→ **Set problem**
Extract every line of the listing below that contains the string "stand". Matching is case-sensitive.

============================================================

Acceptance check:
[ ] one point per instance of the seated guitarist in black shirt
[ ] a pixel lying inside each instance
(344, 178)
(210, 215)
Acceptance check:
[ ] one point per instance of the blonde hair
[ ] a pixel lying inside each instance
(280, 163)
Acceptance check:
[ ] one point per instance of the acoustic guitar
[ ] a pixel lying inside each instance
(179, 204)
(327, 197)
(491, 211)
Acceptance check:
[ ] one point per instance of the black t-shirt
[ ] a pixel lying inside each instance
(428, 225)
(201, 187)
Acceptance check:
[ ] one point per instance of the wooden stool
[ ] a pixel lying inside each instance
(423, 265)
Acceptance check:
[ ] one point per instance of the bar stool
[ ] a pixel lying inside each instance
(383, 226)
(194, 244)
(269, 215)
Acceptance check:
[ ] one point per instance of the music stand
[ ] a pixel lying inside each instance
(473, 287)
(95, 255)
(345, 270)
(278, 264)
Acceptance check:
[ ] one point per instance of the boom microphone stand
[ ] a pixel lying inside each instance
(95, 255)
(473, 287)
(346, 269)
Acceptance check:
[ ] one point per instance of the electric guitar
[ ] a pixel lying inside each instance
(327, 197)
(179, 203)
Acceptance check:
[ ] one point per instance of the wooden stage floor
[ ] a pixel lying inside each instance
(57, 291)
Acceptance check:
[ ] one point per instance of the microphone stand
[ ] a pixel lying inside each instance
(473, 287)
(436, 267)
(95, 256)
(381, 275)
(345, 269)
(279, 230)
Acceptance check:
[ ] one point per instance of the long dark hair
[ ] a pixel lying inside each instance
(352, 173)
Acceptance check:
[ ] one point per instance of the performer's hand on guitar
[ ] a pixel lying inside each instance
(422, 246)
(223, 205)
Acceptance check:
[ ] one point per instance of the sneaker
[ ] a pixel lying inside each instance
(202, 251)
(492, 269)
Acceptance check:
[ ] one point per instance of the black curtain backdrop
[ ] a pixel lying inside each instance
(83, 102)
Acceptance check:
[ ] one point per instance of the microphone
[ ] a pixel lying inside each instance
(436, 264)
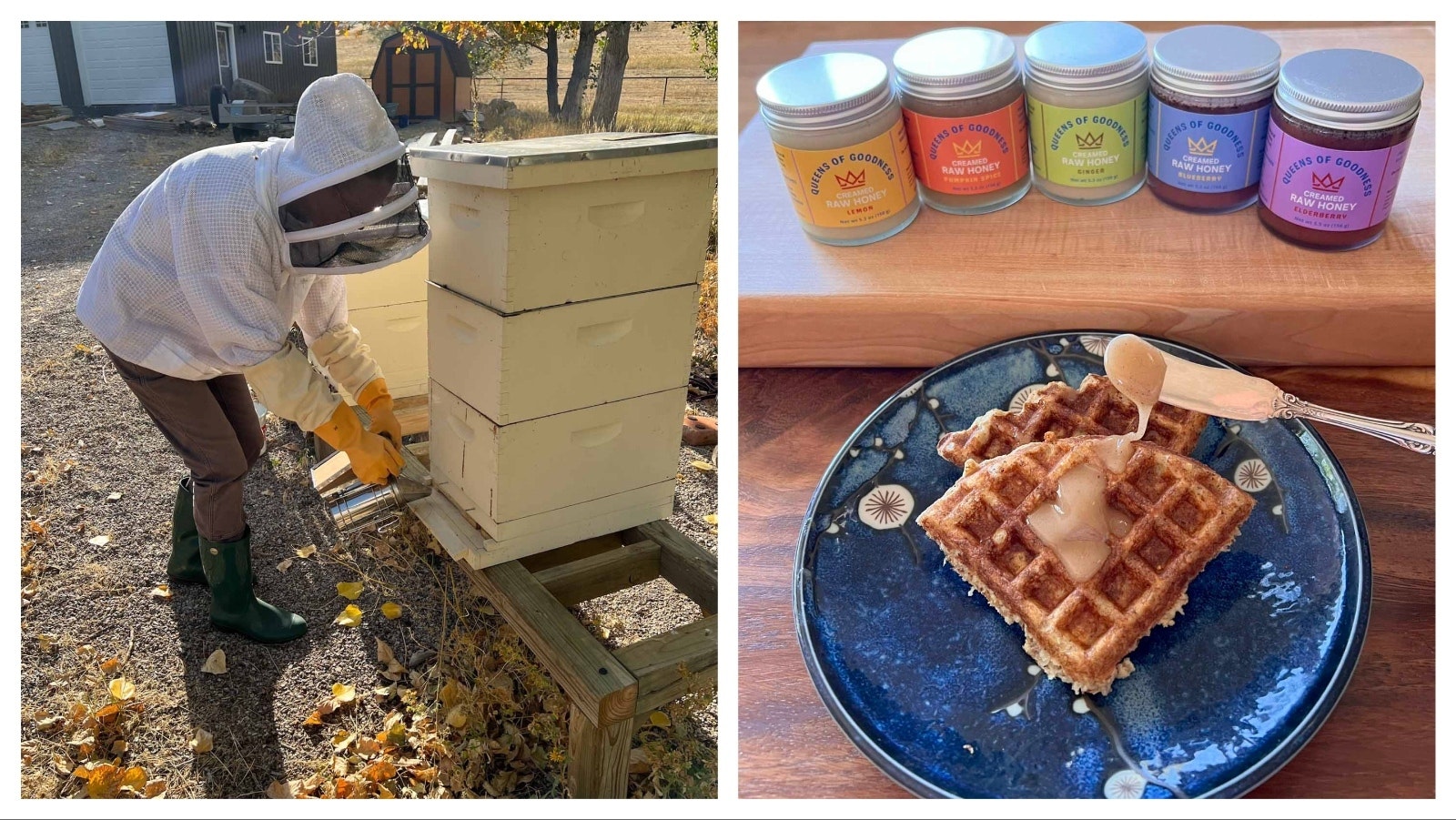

============================================================

→ **Task answer**
[ ] one point per instance of the music stand
[ ] one point per instance of the boom microphone stand
[ ] one point per instance of the microphone stand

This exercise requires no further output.